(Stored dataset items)
--- Begin ---
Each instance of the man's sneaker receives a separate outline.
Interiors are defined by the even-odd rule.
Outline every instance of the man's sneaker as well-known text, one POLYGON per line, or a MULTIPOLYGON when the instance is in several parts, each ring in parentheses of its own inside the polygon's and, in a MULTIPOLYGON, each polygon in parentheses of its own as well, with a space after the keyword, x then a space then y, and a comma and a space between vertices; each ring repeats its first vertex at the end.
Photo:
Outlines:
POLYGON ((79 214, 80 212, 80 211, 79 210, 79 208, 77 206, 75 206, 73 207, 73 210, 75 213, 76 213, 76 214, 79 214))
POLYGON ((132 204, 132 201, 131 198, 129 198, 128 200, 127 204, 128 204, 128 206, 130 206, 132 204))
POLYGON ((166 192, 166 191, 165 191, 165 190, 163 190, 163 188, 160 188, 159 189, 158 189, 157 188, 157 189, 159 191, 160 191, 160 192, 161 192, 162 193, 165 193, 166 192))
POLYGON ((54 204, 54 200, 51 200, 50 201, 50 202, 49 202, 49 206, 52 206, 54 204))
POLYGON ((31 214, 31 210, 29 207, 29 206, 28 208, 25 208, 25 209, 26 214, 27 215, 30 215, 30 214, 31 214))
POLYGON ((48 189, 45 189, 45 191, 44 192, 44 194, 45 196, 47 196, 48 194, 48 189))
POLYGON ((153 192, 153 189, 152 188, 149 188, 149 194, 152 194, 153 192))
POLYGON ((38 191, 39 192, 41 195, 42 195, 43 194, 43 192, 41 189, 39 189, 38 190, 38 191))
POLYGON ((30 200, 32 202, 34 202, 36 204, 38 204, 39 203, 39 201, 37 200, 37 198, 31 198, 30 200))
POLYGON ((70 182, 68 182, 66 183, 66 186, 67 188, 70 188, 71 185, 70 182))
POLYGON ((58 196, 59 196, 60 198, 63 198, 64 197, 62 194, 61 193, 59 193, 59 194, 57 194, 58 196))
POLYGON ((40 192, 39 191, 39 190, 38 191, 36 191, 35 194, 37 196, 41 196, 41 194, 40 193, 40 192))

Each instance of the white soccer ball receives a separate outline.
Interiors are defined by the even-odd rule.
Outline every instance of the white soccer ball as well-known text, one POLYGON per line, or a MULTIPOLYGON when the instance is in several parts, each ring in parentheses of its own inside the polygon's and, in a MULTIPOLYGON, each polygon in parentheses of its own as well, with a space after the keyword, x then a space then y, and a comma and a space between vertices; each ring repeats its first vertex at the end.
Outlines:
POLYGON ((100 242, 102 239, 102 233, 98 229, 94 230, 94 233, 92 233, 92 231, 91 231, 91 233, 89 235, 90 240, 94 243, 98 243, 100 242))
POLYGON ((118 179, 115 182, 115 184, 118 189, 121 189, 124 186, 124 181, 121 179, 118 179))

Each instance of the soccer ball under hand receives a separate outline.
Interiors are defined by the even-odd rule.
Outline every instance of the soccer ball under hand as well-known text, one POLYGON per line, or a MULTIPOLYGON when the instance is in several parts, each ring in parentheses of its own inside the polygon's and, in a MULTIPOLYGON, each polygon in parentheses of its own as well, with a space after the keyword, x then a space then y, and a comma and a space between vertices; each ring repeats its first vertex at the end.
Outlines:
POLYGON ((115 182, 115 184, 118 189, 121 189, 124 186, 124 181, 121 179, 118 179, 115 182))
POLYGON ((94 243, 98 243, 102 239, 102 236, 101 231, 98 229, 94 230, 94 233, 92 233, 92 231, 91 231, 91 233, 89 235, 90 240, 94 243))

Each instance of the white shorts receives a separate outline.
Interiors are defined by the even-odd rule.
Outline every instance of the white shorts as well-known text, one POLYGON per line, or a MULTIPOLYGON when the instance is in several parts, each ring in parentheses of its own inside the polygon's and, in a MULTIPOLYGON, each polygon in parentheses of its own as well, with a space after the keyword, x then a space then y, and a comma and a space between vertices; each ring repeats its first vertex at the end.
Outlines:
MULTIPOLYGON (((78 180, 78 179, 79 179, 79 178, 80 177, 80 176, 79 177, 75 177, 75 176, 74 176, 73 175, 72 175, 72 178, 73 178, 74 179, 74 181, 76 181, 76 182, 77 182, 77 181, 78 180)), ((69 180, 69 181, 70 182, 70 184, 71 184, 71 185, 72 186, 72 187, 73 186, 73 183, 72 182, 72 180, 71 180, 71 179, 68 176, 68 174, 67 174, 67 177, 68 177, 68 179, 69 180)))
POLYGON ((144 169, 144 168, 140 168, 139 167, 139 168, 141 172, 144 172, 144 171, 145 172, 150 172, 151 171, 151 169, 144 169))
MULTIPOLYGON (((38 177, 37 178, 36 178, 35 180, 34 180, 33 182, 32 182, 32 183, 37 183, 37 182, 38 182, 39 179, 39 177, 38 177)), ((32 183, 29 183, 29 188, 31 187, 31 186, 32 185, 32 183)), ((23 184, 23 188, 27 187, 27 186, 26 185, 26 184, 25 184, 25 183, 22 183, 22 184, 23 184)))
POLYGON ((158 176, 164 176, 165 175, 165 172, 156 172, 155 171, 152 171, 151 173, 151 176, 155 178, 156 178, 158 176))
--- End ---
◆ Instructions for the task
Please reproduce everything from the line containing "Each instance of the white soccer" down to the line containing "POLYGON ((118 179, 115", switching "white soccer ball" to "soccer ball" and keeping all else unchanged.

◆ Written solution
Each instance of the soccer ball receives a separate outline.
Interiors are defined by the even-odd rule.
Outline every instance of the soccer ball as well-known text, one POLYGON per line, or a MULTIPOLYGON when the instance is in several parts, each ring in parentheses of its own inside the polygon's and, in a MULTIPOLYGON, each polygon in parentheses of its own as well, with a space after the keyword, x then a space then y, and a comma and a space between vertices; each ring repeats its first vertex at the end.
Outlines:
POLYGON ((100 242, 102 239, 102 233, 98 229, 94 230, 94 233, 92 233, 92 231, 91 231, 91 233, 89 235, 90 240, 94 243, 98 243, 100 242))
POLYGON ((118 179, 115 182, 115 184, 118 189, 121 189, 124 186, 124 181, 121 179, 118 179))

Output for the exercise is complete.